**Цель задания:** Напишите продолжение приведенного ниже текста о советском искусстве и искусствоведении сталинских лет, начав сразу после его последнего предложения.

**Текст для чтения:**

Через десять лет Екатерина Александровна Звиногродская, ведавшая организацией «Индустрии социализма», будет рассказывать, как назначались цены за темы, какими выгодными были сталинские сюжеты (остальные руководители партии куда дешевле!) и как сражались за них знаменитые художники. Половина денег выдавалась авансом, половина по окончании шедевра.

Установка Лебедева была предельно проста. Никаких формальных поисков, главное – поиски темы, в чем и призваны помогать художникам искусствоведы. Полит-комиссары от искусства – какого бы периода вопрос ни касался. Разоблачать, вскрывать, направлять – по сравнению с позицией Лебедева даже страшный академик Андрей Януарьевич Вышинский выглядел опасным либералом. Ведь это он на Всесоюзном совещании режиссеров в начале 1939 года сказал, что формализм есть отставание содержания от формы. Вот за что был арестован и уничтожен Мейерхольд. Для лектора со Старой площади советские классики уже четко определились. Они не подлежали критике. Искусствоведам просто следовало ждать появления очередных шедевров и заранее настраивать себя на восторг по их поводу.

Александр Герасимов, Василий Ефанов, Кукрыниксы, Федор Модоров – в первом ряду. Борис Иогансон с его слишком широкой манерой живописи и Евгений Кацман со слишком мелочной прорисовкой деталей – во втором. 1920-е годы затрагивались только в связи с полной победой соцреализма над «инакомыслящими». Зато каким восторженным полушепотом говорилось о тех, чьи холсты попадали в поле зрения пусть не самого вождя и учителя – великое имя не поминалось всуе, – но хотя бы Поскребышева, его секретаря и помощника, который лично просматривал перед каждой очередной Всесоюзной художественной выставкой отобранные для нее портреты «бессмертного».

Положим, отвергло политически незрелое жюри холст Дмитрия Налбандяна «Сталин в кабинете» – с пронзительно синим окном, красной кремлевской звездой и самолетиком на столе, – а товарищ Поскребышев тут же заметил, выделил, одобрил. Отсюда Сталинская премия и предписание всем художественным музеям страны заказать автору копию за астрономическую цифру, поглощавшую едва ли не годовые их бюджеты.

Шелестящий полушепот – это тоже часть профессии, к тому же признак культуры, в советском ее истолковании, и хорошего профессионального тона. До конца столетия будут одергивать: «Пожалуйста, без эмоций!» Без эмоций – значит, без личного отношения, без внутренней пережитости, в точном соответствии с общим регламентом, установленным теми, кто предпочитает подчиняться.

**Исходные данные:**
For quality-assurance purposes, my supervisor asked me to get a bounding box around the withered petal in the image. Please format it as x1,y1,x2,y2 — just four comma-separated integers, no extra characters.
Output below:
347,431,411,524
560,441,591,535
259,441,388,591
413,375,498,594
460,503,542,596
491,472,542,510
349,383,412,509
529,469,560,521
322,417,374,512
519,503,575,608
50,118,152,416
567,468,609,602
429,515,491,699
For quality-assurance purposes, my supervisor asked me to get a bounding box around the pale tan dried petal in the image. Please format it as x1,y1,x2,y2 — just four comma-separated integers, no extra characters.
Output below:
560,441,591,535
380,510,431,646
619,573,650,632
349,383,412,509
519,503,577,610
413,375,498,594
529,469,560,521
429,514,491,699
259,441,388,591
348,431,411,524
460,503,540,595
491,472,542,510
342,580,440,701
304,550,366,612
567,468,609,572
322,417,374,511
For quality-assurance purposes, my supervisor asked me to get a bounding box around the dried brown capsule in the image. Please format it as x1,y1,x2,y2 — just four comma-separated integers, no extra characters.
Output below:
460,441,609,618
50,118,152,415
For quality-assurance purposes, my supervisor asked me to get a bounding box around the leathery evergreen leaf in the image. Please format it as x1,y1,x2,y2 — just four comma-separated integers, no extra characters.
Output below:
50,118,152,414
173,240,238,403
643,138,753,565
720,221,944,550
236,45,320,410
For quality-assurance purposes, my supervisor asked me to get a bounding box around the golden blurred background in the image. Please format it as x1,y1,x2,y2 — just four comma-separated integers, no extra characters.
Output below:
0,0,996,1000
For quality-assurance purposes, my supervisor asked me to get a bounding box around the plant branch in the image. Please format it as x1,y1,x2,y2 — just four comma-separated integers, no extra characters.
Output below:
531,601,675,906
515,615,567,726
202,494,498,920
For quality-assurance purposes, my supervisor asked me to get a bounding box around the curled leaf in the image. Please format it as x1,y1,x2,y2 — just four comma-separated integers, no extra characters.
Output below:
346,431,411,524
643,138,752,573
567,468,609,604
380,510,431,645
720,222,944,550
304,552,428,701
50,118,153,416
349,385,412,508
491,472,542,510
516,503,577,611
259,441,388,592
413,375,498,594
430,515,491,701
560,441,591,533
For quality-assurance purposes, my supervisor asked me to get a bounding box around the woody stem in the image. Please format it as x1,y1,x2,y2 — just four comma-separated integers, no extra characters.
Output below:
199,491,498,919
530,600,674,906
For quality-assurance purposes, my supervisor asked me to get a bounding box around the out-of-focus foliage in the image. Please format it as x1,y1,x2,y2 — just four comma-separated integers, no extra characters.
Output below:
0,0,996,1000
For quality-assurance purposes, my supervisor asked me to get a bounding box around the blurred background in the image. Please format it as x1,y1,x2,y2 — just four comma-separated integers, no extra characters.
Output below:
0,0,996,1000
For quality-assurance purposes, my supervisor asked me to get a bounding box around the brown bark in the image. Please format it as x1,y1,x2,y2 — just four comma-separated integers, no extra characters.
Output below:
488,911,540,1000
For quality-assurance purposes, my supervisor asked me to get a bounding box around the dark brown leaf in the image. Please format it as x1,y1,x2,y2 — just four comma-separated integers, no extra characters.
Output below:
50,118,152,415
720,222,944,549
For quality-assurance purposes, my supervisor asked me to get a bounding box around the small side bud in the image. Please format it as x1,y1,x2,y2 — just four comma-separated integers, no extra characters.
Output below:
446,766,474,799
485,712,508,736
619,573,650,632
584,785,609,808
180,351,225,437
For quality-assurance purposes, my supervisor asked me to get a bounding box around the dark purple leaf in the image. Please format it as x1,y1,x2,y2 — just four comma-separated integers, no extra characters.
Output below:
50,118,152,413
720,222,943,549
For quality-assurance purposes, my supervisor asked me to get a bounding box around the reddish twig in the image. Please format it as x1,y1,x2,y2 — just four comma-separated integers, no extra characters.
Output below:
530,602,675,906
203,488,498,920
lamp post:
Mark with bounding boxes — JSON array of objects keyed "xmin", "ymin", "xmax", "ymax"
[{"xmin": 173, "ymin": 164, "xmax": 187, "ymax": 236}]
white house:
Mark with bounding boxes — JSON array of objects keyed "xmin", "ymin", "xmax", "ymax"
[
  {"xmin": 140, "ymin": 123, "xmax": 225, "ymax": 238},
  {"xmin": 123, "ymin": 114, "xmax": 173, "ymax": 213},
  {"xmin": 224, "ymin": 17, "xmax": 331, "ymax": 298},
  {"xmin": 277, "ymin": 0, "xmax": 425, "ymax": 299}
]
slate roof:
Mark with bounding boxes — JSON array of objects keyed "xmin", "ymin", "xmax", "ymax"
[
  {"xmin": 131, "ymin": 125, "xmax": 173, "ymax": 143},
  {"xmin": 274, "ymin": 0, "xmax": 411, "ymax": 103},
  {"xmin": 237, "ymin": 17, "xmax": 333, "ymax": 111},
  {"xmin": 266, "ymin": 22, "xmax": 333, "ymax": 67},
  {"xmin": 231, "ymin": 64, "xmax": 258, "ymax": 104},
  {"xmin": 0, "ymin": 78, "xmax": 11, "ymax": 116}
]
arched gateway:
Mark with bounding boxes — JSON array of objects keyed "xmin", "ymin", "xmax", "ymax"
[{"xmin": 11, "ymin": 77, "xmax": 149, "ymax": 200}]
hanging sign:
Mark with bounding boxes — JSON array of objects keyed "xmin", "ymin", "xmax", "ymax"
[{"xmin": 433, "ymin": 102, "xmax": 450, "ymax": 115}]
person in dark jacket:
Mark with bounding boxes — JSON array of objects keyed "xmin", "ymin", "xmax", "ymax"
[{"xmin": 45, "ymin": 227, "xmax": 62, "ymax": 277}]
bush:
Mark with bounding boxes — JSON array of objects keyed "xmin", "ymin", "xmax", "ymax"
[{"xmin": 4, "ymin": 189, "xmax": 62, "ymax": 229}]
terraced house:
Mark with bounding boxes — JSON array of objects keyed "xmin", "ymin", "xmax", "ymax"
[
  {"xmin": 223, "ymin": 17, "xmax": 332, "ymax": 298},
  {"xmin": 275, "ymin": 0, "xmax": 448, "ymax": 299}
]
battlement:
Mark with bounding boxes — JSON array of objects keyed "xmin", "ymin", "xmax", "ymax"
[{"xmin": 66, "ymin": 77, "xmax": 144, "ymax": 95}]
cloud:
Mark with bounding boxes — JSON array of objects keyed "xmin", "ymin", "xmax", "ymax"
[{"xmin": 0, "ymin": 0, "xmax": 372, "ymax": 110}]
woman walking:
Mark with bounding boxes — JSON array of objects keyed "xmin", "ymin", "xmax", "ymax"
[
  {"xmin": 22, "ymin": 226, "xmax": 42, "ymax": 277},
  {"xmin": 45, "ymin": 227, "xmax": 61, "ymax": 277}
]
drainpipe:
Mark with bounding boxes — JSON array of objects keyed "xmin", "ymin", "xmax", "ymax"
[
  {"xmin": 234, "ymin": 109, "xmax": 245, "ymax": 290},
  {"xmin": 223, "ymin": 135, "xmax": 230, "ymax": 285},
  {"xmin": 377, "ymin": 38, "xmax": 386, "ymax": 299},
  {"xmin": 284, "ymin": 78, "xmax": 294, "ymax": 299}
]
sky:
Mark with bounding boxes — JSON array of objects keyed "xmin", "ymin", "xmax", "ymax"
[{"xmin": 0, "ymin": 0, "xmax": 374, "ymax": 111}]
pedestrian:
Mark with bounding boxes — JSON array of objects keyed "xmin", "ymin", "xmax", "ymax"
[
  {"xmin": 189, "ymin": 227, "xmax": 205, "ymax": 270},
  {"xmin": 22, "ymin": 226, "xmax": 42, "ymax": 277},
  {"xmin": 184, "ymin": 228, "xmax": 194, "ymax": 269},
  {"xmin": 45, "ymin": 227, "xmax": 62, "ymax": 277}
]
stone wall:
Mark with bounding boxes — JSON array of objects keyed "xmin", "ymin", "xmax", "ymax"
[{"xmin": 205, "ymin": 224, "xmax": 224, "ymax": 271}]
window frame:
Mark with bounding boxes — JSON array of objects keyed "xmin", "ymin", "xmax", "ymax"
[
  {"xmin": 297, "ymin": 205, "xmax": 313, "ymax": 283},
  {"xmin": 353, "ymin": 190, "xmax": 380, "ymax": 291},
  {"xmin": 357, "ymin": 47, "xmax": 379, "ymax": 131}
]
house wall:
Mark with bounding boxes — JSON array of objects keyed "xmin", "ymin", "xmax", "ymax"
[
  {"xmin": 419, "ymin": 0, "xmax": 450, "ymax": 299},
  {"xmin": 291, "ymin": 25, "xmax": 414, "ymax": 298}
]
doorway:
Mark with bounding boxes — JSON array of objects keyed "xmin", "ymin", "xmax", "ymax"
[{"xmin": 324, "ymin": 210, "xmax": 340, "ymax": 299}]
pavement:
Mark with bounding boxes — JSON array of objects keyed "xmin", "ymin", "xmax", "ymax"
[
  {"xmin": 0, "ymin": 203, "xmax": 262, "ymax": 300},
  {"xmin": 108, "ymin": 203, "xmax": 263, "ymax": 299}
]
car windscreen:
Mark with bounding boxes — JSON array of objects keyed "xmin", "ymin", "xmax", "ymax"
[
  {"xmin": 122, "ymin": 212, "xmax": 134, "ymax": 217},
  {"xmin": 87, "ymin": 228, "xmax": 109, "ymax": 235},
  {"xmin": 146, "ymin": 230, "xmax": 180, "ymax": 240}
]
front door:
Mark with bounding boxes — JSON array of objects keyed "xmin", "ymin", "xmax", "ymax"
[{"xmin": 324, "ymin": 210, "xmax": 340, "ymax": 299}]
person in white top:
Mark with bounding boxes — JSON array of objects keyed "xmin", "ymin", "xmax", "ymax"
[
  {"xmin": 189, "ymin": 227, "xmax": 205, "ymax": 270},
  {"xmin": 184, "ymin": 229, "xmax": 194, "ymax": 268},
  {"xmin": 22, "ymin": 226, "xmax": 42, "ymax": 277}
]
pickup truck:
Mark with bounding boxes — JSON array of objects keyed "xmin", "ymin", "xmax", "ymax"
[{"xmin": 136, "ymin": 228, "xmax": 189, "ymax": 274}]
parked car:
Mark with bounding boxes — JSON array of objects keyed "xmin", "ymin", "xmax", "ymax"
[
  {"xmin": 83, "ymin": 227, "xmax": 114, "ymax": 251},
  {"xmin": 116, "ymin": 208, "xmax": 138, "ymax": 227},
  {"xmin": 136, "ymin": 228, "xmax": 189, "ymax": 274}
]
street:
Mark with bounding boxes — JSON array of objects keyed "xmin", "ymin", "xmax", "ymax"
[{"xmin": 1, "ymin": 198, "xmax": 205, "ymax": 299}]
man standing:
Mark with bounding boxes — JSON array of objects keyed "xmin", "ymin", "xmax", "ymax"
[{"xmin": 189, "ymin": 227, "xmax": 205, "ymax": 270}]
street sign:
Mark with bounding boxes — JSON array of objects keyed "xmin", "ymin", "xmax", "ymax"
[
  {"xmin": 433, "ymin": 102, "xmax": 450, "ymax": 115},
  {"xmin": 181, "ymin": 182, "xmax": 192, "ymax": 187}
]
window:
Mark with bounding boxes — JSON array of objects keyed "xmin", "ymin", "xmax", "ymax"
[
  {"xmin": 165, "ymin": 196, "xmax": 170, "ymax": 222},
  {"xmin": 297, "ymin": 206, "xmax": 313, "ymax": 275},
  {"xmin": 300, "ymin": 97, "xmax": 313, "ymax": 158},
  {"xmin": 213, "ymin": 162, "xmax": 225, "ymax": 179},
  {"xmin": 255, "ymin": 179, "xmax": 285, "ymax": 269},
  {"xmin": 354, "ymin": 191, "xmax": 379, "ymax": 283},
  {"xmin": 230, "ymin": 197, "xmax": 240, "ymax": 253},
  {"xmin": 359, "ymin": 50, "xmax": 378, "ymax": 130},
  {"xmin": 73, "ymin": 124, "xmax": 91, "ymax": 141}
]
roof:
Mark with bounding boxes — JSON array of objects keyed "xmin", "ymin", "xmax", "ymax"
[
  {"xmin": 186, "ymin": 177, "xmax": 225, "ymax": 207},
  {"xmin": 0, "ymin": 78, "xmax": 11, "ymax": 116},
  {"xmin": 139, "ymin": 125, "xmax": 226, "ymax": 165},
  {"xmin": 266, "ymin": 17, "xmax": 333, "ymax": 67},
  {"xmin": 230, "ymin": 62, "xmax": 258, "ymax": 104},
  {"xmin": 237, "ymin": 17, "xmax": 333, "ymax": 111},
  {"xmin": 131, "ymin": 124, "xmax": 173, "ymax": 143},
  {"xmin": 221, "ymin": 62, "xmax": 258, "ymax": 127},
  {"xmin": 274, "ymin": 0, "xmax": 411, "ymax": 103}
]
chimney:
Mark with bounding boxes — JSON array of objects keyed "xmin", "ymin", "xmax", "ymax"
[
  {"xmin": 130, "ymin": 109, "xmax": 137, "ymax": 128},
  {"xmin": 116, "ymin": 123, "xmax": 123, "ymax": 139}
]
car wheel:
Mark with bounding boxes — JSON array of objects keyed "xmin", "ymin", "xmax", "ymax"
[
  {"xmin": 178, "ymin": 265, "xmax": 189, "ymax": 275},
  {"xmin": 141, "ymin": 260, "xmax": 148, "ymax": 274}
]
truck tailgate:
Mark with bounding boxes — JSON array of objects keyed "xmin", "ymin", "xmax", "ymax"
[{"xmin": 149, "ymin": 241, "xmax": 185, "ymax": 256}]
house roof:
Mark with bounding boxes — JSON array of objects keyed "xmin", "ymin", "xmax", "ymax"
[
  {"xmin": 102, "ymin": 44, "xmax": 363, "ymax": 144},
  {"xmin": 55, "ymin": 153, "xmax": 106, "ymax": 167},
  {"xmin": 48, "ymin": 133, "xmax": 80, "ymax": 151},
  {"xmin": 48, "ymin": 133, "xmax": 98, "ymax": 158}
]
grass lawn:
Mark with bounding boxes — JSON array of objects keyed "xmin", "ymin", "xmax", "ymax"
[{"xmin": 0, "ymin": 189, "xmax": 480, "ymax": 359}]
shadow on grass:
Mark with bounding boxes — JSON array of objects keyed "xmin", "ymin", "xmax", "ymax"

**Ответ:**
Водянистые глаза в упор разглядывают каждого студента: на что способен, не выдается ли чем-то среди других, не склонен ли к неуместным вопросам. «Сдавать экзамены будете по моим запискам, и учтите – никаких избыточных сведений. Они невыгодны вам самим – преподавателю трудно будет ставить вам оценки. Тем более никаких рассуждений. Здесь не философский факультет». Известная пианистка профессор Вера Горностаева впоследствии вспоминала, как всех студентов Московской консерватории собрали в Большом концертном зале, где Лебедев зачитывал постановление ЦК о музыке, спотыкаясь на именах, перевирая фамилии даже самых знаменитых, не справляясь с музыкальными терминами.

1948-й! А двумя годами раньше в Государственном институте театрального искусства – ГИТИСе он же знакомил студентов и преподавателей с очередным постановлением Центрального Комитета и невозмутимо ждал покаяния профессуры. Каждого. По списку. Режиссер А. Дикий не назвал ни одного повинного в «ереси», зато его коллеги, перебивая друг друга, торопились пополнить списки виновных именами личных недругов, а то и друзей. Ради спасения собственной шкуры готовы были поступиться и самыми близкими!

NB

1943 год. 26 января. Н. И. Вавилов умер в тюремной больнице от дизентерии. Таково было официальное сообщение.

О РАБОТЕ СЕКРЕТНЫХ ОСВЕДОМИТЕЛЕЙ

Выпускница Института иностранных языков была направлена на работу в кассу приема иностранных телеграмм при Центральном телеграфе города Куйбышева, куда вместе с советским правительством были эвакуированы дипломатический корпус и корреспонденты. Затем ее устроили переводчицей в газету «Британский союзник» в Москве с условием выполнять функции секретного сотрудника КГБ.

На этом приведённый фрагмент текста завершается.